De opgave: Zet alle regels van de onderstaande gegevens om in een JSON-lijst van strings, één string per regel, zonder de lege regels. Laat de afbeeldingen weg uit je antwoord.

_____

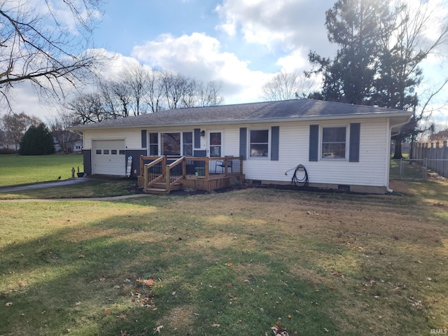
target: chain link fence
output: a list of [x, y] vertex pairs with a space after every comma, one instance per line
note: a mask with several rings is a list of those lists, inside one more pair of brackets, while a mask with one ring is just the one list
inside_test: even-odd
[[431, 172], [443, 176], [440, 174], [440, 172], [438, 172], [440, 169], [437, 168], [443, 167], [447, 164], [447, 159], [391, 159], [389, 177], [395, 180], [426, 181], [428, 173]]

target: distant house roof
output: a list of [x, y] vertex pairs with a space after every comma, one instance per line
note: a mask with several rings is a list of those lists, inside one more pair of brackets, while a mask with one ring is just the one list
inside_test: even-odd
[[408, 119], [412, 112], [307, 99], [190, 107], [161, 111], [80, 125], [74, 129], [133, 128], [191, 125], [269, 122], [294, 120], [396, 116]]

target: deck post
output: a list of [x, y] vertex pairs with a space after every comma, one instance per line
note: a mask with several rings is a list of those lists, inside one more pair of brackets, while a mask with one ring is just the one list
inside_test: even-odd
[[[143, 160], [141, 160], [141, 162], [143, 162]], [[143, 174], [144, 174], [144, 189], [146, 189], [148, 188], [148, 168], [146, 168], [146, 167], [144, 166], [144, 164], [142, 164], [144, 167], [143, 169]], [[140, 171], [141, 172], [141, 171]]]
[[169, 185], [170, 183], [169, 181], [171, 181], [170, 176], [169, 176], [169, 165], [167, 164], [165, 168], [165, 181], [166, 181], [166, 187], [167, 187], [167, 191], [169, 191]]
[[209, 158], [205, 158], [205, 179], [208, 180], [209, 179]]
[[145, 164], [143, 158], [143, 155], [140, 156], [140, 176], [142, 176], [144, 174], [143, 170], [145, 168]]

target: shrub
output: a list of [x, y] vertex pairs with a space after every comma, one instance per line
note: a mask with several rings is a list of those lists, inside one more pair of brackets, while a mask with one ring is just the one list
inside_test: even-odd
[[55, 153], [53, 137], [43, 122], [31, 126], [20, 141], [21, 155], [46, 155]]

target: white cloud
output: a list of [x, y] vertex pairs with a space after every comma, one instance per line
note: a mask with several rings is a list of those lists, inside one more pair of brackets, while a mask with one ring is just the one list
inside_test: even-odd
[[225, 23], [217, 27], [225, 32], [239, 28], [246, 41], [272, 50], [307, 46], [326, 52], [332, 49], [321, 48], [328, 46], [325, 11], [332, 4], [332, 0], [224, 0], [215, 10]]
[[150, 66], [160, 66], [204, 80], [223, 83], [225, 104], [258, 100], [267, 75], [251, 71], [248, 62], [222, 52], [219, 41], [202, 33], [160, 35], [156, 41], [135, 46], [132, 55]]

_____

Antwoord op opgave:
[
  "target: chain link fence",
  "output: a list of [x, y] vertex pairs with a space after every comma, one instance per line",
  "note: a mask with several rings is a list of those lists, inside one more pair of brackets, while a mask with one ring is just the one list",
  "inside_test: even-odd",
  "[[431, 172], [443, 176], [440, 174], [440, 172], [438, 172], [440, 169], [437, 168], [443, 167], [447, 164], [447, 159], [391, 159], [389, 177], [395, 180], [426, 181], [428, 173]]",
  "target: distant house roof",
  "output: a list of [x, y] vertex pairs with a space after every comma, one instance per line",
  "note: a mask with several rings is a list of those lists, inside one more pair of brackets, while a mask with one ring is just the one list",
  "inside_test: even-odd",
  "[[408, 119], [412, 112], [307, 99], [190, 107], [161, 111], [80, 125], [74, 129], [133, 128], [191, 125], [269, 122], [294, 120], [396, 116]]",
  "target: deck post",
  "output: a list of [x, y] vertex pairs with a space after every comma, one instance per line",
  "note: a mask with several rings is a list of those lists, inside one more pair of brackets, while a mask with one ring is just the one list",
  "inside_test: even-odd",
  "[[[143, 160], [141, 160], [141, 162], [143, 162]], [[143, 174], [144, 174], [144, 189], [146, 189], [148, 188], [148, 168], [146, 168], [146, 167], [144, 166], [144, 164], [142, 164], [144, 167], [143, 169]], [[140, 171], [141, 172], [141, 171]]]",
  "[[169, 185], [170, 183], [169, 181], [171, 181], [170, 176], [169, 176], [169, 165], [167, 164], [165, 168], [165, 181], [166, 181], [166, 187], [167, 187], [167, 191], [169, 191]]",
  "[[209, 158], [205, 158], [205, 179], [208, 180], [209, 179]]",
  "[[145, 164], [143, 158], [143, 155], [140, 156], [140, 176], [142, 176], [144, 174], [143, 170], [145, 168]]",
  "target: shrub",
  "output: a list of [x, y] vertex pairs with a space after every comma, one instance per line",
  "note: a mask with several rings is a list of those lists, inside one more pair of brackets, while a mask with one ring is just the one list",
  "inside_test: even-odd",
  "[[55, 153], [53, 137], [43, 122], [31, 126], [20, 141], [21, 155], [46, 155]]",
  "target: white cloud",
  "output: a list of [x, y] vertex pairs with a space after every comma, one instance per line",
  "note: a mask with several rings is a list of those lists, inside one more pair of brackets, while a mask with one ring is just the one list",
  "inside_test: even-odd",
  "[[225, 23], [217, 27], [225, 32], [239, 28], [246, 41], [272, 50], [307, 46], [326, 52], [332, 49], [321, 48], [328, 46], [325, 11], [332, 4], [332, 0], [224, 0], [215, 10]]",
  "[[150, 66], [160, 66], [204, 80], [223, 83], [225, 104], [258, 100], [267, 75], [251, 71], [248, 62], [222, 52], [219, 41], [202, 33], [160, 35], [156, 41], [135, 46], [132, 55]]"
]